(Saved entries)
================

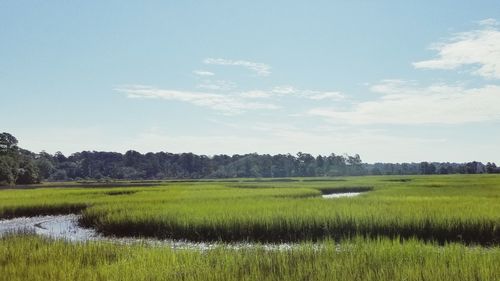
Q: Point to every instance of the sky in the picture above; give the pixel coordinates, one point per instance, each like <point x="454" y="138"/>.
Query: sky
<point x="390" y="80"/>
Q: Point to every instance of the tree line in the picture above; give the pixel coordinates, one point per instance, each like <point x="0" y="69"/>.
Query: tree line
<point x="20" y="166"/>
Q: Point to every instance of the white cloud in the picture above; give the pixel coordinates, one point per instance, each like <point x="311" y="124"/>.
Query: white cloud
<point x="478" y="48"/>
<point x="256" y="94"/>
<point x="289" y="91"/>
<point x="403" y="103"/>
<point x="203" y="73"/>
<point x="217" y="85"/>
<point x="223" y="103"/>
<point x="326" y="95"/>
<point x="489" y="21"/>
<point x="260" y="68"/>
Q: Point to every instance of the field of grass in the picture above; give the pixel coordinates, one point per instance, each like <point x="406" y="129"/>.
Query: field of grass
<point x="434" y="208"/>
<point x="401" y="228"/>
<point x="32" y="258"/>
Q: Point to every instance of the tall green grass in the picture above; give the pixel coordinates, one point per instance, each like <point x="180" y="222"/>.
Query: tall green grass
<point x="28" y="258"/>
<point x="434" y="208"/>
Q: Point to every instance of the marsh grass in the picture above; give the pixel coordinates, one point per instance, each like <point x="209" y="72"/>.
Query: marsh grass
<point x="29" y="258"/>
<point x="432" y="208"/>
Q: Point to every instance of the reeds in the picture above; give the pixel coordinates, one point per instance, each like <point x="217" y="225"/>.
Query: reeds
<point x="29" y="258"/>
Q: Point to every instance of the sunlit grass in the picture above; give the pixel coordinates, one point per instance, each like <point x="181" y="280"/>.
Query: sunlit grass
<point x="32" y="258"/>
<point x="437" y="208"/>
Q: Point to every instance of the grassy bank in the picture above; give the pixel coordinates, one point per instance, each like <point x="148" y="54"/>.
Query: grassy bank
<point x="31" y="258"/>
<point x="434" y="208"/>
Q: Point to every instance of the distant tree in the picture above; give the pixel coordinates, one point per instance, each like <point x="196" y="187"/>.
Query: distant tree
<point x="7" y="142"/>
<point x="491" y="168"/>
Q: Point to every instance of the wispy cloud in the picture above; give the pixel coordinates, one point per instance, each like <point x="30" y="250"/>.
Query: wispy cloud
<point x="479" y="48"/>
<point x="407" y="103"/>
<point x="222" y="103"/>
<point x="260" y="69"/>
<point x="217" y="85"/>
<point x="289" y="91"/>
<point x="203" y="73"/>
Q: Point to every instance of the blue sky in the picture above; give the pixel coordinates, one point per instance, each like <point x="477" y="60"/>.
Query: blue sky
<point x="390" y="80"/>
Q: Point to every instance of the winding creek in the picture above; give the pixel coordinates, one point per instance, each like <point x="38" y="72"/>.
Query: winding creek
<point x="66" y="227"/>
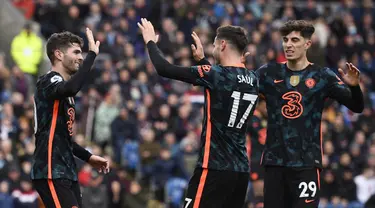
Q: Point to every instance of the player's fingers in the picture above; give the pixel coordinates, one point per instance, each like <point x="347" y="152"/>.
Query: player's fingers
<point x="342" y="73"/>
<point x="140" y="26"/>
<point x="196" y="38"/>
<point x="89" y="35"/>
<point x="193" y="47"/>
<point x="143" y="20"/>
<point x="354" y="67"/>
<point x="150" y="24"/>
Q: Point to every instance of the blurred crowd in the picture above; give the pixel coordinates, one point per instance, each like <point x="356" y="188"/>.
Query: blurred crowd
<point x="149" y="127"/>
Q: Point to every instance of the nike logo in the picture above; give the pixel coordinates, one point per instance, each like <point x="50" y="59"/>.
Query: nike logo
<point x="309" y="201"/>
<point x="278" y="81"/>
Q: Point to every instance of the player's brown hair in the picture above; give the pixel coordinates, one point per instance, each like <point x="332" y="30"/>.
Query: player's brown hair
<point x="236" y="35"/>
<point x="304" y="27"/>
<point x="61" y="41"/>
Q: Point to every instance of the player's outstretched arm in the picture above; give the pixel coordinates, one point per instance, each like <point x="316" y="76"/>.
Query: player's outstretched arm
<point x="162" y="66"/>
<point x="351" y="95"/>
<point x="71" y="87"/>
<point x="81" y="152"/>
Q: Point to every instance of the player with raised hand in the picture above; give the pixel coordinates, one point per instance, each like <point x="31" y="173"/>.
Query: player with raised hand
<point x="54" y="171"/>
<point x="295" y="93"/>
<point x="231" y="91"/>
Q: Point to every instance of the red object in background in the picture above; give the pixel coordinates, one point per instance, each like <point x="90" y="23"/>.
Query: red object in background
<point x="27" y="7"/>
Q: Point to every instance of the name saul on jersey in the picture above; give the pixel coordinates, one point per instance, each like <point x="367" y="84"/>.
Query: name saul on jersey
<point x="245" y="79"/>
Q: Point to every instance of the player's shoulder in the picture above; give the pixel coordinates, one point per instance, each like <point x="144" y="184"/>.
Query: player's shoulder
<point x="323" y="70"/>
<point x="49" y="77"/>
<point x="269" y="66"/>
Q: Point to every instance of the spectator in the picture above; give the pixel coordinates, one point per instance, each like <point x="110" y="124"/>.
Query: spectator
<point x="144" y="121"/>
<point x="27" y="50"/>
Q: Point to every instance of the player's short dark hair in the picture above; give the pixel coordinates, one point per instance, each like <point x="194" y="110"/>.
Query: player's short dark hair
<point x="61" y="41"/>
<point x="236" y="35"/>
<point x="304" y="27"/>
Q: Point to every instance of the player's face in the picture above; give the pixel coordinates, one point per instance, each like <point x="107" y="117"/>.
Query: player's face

================

§ ABOUT THIS EXERCISE
Pictures are to be dropped, and the remaining data set down exactly.

§ COMPLETED EXERCISE
Q: Point to every instance of the sky in the picture above; give the pixel coordinates, one point per instance, each like <point x="454" y="138"/>.
Query: sky
<point x="390" y="80"/>
Q: Point to every instance of the tree line in the picture above; give the pixel coordinates, one point per instance, each like <point x="0" y="69"/>.
Query: tree line
<point x="20" y="166"/>
Q: Point to every instance of the white cloud in the picture above; give the pixel coordinates, one point per instance, each like <point x="311" y="124"/>.
Query: white cloud
<point x="478" y="48"/>
<point x="256" y="94"/>
<point x="289" y="91"/>
<point x="403" y="103"/>
<point x="203" y="73"/>
<point x="217" y="85"/>
<point x="223" y="103"/>
<point x="326" y="95"/>
<point x="489" y="21"/>
<point x="260" y="68"/>
Q: Point to every instance of the field of grass in the picture above; give the pixel coordinates, one point per instance, each like <point x="406" y="129"/>.
Query: field of grass
<point x="434" y="208"/>
<point x="401" y="228"/>
<point x="32" y="258"/>
Q: Point to every instance of the tall green grass in the picture above; give the pixel coordinates, one point per instance, each like <point x="180" y="222"/>.
Query: tall green grass
<point x="28" y="258"/>
<point x="434" y="208"/>
Q: Point to every instance of the marsh grass in the picture above; give the pixel coordinates, one point per instance, each like <point x="209" y="72"/>.
Query: marsh grass
<point x="29" y="258"/>
<point x="432" y="208"/>
Q: Point to every instance of the reeds in the picture above; give the pixel coordinates, one point per instance, each like <point x="217" y="225"/>.
Query: reeds
<point x="29" y="258"/>
Q: Point to every instance of the sunlit grass in the picture above; give the pixel coordinates, one point per instance, each like <point x="181" y="280"/>.
Query: sunlit grass
<point x="32" y="258"/>
<point x="437" y="208"/>
Q: Point to every instance of the grassy bank in the picture above; give the pixel coordinates, one point per instance, each like <point x="148" y="54"/>.
Query: grassy bank
<point x="31" y="258"/>
<point x="434" y="208"/>
Q: Point to every instance of the distant tree in the picture above; give the pixel coordinates, one point per instance, each like <point x="196" y="187"/>.
Query: distant tree
<point x="7" y="142"/>
<point x="491" y="168"/>
Q: Point to every instance of the wispy cloud in the picture above; give the pixel coordinates, one point per instance, each like <point x="30" y="250"/>.
Query: wispy cloud
<point x="479" y="48"/>
<point x="407" y="103"/>
<point x="222" y="103"/>
<point x="260" y="69"/>
<point x="217" y="85"/>
<point x="289" y="91"/>
<point x="203" y="73"/>
Q: Point to every instance of the blue sky in the picture above; give the pixel coordinates, one point per instance, each like <point x="477" y="60"/>.
Query: blue sky
<point x="390" y="80"/>
Q: Point to every instance of the winding creek in the picture above; give the pixel coordinates, one point per instance, each like <point x="38" y="72"/>.
Query: winding creek
<point x="66" y="227"/>
Q: Point to every instance of the player's fingers in the picture above; give the pixel coordinates, one point per instance, each like <point x="347" y="152"/>.
Query: player's fingers
<point x="342" y="73"/>
<point x="140" y="26"/>
<point x="196" y="38"/>
<point x="89" y="35"/>
<point x="193" y="47"/>
<point x="143" y="20"/>
<point x="354" y="67"/>
<point x="150" y="24"/>
Q: Point to every instance of the blurred crowd in the picture above; give the pixel coordinates, one point per instance, each like <point x="356" y="188"/>.
Query: blurred crowd
<point x="149" y="127"/>
Q: Point to every instance of the nike logo in the picture above; give the pixel coordinates, one point per instance, each like <point x="50" y="59"/>.
Query: nike logo
<point x="309" y="201"/>
<point x="278" y="81"/>
Q: Point to every instance of the player's brown hair in the picture above; give the pixel coordinates, one point per instance, each like <point x="332" y="30"/>.
Query: player's brown hair
<point x="236" y="35"/>
<point x="304" y="27"/>
<point x="61" y="41"/>
Q: Point to every instance of the player's outstretched arm in the picture above; give the pixel coordinates, one point per instance, each like <point x="316" y="76"/>.
Query: player's outstretched arm
<point x="162" y="66"/>
<point x="351" y="95"/>
<point x="71" y="87"/>
<point x="81" y="152"/>
Q: Point to every instance of the player with raised hand in the picture above; give the pixel coordinates, one point per instance, each like <point x="31" y="173"/>.
Query: player with raised hand
<point x="54" y="171"/>
<point x="295" y="93"/>
<point x="231" y="91"/>
Q: Point to every instance of the red object in background in the picture above; give the pixel coordinates, one point per instance, each like <point x="90" y="23"/>.
Query: red object in background
<point x="27" y="7"/>
Q: Point to every instance of the name saul on jersey in the picture above; give the pixel coordinates, one point per instance, each like <point x="367" y="84"/>.
Query: name saul on jersey
<point x="245" y="79"/>
Q: Point to every instance of the player's shoulder in the picture above; give the pixel coordinates, one point per instance, each like <point x="144" y="184"/>.
Query: player's shoulder
<point x="323" y="70"/>
<point x="49" y="77"/>
<point x="269" y="66"/>
Q: Point to every instance of the spectator in the picture above; give the pixel coordinates, one point per instance, each like <point x="110" y="124"/>.
Query: spectator
<point x="144" y="121"/>
<point x="27" y="50"/>
Q: Point to every instance of the player's short dark hair in the picture above; give the pixel coordinates, one point per instance, each like <point x="194" y="110"/>.
Query: player's short dark hair
<point x="61" y="41"/>
<point x="236" y="35"/>
<point x="304" y="27"/>
Q: Point to every instance of the player's face in the picture above; give the pixel coordinates, one point per instance, each like <point x="107" y="117"/>.
Query: player's face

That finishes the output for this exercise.